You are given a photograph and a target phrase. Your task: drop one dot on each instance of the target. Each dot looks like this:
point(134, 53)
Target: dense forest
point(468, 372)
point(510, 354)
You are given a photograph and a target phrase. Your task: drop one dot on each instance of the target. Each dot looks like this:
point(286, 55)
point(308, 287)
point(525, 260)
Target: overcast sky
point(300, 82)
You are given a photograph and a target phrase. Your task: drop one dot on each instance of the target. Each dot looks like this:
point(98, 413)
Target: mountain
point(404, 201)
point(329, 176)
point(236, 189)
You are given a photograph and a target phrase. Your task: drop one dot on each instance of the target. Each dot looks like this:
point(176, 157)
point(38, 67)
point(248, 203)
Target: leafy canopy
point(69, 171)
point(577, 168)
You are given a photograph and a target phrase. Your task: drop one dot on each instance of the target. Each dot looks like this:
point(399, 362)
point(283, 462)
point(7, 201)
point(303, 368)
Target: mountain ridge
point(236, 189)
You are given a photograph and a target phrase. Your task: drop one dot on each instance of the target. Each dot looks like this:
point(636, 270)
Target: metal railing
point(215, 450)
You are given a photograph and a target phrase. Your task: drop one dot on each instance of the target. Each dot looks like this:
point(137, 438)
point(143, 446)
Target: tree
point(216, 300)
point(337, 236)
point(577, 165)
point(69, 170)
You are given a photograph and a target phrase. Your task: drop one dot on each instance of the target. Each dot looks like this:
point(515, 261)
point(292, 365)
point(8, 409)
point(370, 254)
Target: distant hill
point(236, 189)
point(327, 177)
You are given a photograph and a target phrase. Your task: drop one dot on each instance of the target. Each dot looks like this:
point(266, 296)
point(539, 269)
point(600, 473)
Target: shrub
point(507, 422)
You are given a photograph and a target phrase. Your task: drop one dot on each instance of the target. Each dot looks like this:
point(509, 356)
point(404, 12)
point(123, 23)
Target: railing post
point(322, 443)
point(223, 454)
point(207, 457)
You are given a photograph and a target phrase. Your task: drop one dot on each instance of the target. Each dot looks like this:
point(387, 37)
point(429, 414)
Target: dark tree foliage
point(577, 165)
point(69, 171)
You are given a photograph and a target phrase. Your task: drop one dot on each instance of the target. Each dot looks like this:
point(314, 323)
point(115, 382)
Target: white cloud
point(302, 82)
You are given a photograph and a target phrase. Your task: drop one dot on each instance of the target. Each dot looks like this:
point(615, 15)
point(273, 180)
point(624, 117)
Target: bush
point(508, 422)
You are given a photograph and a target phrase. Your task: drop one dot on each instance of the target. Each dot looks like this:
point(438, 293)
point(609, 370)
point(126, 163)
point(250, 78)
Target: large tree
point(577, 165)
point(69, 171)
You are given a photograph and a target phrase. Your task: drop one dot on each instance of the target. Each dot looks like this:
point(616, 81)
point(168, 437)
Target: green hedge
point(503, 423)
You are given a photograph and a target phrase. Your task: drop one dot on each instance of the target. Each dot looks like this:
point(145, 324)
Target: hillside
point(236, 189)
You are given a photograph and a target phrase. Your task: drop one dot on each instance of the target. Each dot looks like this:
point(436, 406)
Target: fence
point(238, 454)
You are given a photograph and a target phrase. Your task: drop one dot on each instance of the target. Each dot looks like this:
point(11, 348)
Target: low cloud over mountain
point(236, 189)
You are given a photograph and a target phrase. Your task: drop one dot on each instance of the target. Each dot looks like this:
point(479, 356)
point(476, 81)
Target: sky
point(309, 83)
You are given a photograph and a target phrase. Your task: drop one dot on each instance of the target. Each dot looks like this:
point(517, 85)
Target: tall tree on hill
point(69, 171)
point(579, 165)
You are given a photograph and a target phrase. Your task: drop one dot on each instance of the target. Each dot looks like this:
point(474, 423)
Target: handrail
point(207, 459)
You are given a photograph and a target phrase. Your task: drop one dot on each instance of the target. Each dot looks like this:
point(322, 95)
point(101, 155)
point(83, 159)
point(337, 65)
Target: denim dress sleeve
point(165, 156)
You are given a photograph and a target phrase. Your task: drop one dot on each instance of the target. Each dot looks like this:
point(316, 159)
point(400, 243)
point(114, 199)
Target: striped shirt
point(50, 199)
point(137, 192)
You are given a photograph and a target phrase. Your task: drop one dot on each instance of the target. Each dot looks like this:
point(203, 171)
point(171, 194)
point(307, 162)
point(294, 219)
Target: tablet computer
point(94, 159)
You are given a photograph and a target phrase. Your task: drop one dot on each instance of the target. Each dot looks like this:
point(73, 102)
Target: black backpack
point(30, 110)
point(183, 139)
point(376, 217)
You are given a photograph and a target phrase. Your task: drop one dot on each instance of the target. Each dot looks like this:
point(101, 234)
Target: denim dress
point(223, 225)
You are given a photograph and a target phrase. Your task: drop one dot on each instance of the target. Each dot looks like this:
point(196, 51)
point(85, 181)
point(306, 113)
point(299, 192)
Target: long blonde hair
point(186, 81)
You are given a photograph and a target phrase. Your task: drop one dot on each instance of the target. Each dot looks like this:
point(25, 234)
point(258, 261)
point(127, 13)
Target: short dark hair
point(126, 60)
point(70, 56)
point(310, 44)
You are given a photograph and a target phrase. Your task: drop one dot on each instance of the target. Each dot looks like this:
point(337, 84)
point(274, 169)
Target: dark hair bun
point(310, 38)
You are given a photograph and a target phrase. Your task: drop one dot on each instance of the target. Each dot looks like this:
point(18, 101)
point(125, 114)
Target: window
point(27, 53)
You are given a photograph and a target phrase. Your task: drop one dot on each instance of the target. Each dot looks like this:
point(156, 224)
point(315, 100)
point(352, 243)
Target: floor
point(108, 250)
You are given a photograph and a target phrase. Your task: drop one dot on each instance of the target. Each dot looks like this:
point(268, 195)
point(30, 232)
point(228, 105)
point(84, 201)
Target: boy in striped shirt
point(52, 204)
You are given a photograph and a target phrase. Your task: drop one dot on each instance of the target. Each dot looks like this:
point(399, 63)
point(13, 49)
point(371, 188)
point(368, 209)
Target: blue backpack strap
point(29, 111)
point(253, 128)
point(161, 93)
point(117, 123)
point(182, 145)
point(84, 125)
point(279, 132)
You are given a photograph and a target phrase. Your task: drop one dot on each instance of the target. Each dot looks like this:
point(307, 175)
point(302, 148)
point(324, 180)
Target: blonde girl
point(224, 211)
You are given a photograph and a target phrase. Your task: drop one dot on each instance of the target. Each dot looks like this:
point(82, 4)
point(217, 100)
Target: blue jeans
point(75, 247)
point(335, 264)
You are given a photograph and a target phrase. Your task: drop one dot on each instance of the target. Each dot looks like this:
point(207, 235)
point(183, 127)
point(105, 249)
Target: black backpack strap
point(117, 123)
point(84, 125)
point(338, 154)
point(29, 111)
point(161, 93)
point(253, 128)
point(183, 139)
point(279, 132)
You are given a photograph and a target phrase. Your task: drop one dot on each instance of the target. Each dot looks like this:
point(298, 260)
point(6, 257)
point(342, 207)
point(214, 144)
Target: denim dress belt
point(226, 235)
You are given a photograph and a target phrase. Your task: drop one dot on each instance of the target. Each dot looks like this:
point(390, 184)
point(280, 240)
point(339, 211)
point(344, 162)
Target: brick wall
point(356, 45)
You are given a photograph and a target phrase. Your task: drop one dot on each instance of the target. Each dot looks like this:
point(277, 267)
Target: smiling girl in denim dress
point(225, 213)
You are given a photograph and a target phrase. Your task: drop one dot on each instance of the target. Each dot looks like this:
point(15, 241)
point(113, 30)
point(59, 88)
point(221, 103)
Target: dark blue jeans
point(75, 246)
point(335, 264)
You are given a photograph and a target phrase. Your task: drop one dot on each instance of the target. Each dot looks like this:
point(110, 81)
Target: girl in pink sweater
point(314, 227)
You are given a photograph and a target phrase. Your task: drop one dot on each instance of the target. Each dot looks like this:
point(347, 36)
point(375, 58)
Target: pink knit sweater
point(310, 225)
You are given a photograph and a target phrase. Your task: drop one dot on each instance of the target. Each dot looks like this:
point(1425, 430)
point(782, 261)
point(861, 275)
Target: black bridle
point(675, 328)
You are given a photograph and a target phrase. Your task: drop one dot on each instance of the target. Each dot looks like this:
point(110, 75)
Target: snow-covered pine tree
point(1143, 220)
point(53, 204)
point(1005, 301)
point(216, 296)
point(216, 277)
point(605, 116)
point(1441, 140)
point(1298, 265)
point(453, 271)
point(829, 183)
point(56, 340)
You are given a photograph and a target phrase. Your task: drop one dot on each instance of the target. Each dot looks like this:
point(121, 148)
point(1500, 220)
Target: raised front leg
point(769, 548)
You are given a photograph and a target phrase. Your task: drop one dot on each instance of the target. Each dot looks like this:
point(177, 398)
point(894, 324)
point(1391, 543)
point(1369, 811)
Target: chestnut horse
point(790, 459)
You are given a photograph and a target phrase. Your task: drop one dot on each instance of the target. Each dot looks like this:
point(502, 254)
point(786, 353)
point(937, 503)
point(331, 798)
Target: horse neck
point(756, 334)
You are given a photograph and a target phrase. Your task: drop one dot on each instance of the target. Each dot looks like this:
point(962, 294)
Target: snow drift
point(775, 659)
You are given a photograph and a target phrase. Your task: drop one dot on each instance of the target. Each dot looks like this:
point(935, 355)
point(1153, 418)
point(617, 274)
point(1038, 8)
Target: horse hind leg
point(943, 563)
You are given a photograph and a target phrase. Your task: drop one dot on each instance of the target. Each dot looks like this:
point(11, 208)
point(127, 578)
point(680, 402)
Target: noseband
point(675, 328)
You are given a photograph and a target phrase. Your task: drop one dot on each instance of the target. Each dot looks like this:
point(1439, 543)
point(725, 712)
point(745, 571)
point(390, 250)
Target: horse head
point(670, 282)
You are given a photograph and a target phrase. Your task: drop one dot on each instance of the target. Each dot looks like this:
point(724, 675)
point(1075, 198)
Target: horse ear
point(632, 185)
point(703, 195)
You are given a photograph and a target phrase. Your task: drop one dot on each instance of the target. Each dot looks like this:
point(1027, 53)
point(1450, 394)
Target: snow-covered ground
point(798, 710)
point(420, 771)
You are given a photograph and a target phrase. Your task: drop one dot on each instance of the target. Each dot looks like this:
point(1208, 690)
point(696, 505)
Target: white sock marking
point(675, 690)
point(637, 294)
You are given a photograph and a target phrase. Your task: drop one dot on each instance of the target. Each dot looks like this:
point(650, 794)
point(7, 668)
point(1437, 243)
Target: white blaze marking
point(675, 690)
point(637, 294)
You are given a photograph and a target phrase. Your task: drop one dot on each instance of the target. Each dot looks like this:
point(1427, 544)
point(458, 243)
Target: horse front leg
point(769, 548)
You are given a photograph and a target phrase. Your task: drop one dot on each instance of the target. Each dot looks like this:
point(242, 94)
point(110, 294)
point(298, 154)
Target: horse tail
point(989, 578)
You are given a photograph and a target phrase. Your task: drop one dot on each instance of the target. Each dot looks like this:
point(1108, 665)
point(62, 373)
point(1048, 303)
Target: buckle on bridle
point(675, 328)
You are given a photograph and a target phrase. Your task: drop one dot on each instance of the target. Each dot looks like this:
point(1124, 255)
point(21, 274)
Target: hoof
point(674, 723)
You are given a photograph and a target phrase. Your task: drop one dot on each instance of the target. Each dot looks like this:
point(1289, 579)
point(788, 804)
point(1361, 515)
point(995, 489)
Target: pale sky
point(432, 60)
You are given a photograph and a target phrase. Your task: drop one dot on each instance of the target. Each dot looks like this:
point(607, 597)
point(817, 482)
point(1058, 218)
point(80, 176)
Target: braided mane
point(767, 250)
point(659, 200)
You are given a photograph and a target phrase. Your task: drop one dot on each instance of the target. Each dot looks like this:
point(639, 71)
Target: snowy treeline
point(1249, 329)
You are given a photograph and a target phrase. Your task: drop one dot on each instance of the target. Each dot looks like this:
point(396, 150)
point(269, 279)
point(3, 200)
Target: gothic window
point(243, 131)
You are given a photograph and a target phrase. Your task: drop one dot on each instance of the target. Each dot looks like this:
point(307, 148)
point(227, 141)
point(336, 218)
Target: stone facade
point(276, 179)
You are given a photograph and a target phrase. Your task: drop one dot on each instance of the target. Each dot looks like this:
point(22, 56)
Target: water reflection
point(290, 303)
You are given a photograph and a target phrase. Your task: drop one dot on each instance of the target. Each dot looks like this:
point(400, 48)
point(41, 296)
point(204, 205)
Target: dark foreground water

# # # # # # #

WHAT THE TASK ASKS:
Show every line of the data that contains the word "strap". Case counts.

SOLUTION TO THIS EXERCISE:
Target: blue backpack strap
Target: black backpack strap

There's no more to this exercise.